Given problem:
Copy out every line of the listing below word for word, leaving out the pictures.

Extracted material:
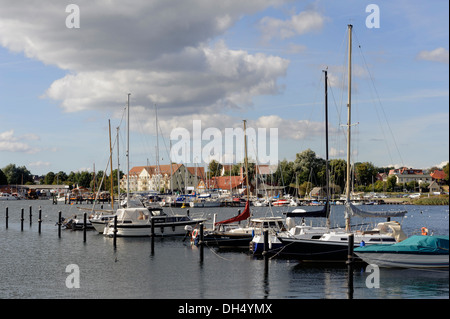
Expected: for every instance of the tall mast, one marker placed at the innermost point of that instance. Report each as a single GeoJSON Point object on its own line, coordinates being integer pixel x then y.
{"type": "Point", "coordinates": [110, 162]}
{"type": "Point", "coordinates": [118, 168]}
{"type": "Point", "coordinates": [327, 175]}
{"type": "Point", "coordinates": [347, 217]}
{"type": "Point", "coordinates": [246, 161]}
{"type": "Point", "coordinates": [128, 150]}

Task result:
Expected: for every instance of the tall mast, one marker placed at the innermost point of that instance. Report each as a single GeoJSON Point object on its own line, coordinates being integer pixel x then y.
{"type": "Point", "coordinates": [110, 162]}
{"type": "Point", "coordinates": [118, 168]}
{"type": "Point", "coordinates": [327, 175]}
{"type": "Point", "coordinates": [347, 217]}
{"type": "Point", "coordinates": [246, 161]}
{"type": "Point", "coordinates": [128, 150]}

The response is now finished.